| Passage to read |
+===+

The inability to move HashMap out of std has led to fallout for the Rust
ecosystem at large, because it has significantly complicated serde and the use
of serde in no_std crates -- even though serde is merely a struct-field
reflection / serialization framework, consists entirely of traits / generic code,
and should not need to talk to the OS at all (!)

Intel SGX Enclaves seems at a high level to be the perfect application
for Rust -- almost anything that someone does in an enclave is security sensitive
and therefore stronger memory safety guarantees have an almost compelling appeal.
And Rust's serde is a significantly nicer in-language serialization framework
than what can be done in other systems-languages like C and C++ which usually
require external code-gen tools integrated with the build-system.
Almost the only sensitive part that actually needs to be in the enclave is the
actual cryptography and serialization routines, which seemingly should be trivial
to perform without the OS and in a no_std environment.
But if you can't use rust in practice for this without doing really sketchy stuff, e.g.

can't use open-source third-party serialization libraries without patching them for no_std support,
can't use standard hashmap without bringing in tree / patching it,
have to commit to using a nightly compiler for the foreseeable future

then there's a point at which engineers start to say it would be simpler and
better for the company if we just used C++ instead. In C++ the hashmaps don't use
randomness. It's trivial to replace things like malloc and free by interposing
symbols at link time. And if I want to use anything from the standard library
template headers, I can just include those headers, and as long as I tell the
linker not to link to libstdc++, pthreads, etc. we won't get any of the
OS-specific stuff.

Anyways -- I hope I've made my point without being too annoying. I want to thank
you all for your hard work. And I want to let you
know that we are keenly watching the resolution of this issue and the
RFC (rust-lang/rfcs#2492)!

Ericson2314 · 2019-01-23T04:44:35Z

@cbeck88 the biggest delay is not due to the scope of that RFC but due to the limit bandwidth of the core team. Even some sort of lang item fix would have been a long process (RFC, PR, etc...).

I'm totally with you that pure things need to work, and big "fameworks" that drag everything do contradict the ideal of fine grained composition and use-only-what-you-need.

+===+

| Provided material |
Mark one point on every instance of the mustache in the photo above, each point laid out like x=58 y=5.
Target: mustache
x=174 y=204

+===+

| What needs to be done |
Decide whether each statement below agrees with the forum thread about moving HashMap out of Rust's std, answering yes or no and quoting the exact words of the thread that settle it. 1. In C++ the hashmaps use randomness. 2. Serde consists entirely of traits and generic code. 3. The biggest delay is caused by the scope of the RFC.

| Solution for this problem |
1. No: "In C++ the hashmaps don't use randomness."
2. Yes: "consists entirely of traits / generic code"
3. No: "the biggest delay is not due to the scope of that RFC but due to the limit bandwidth of the core team"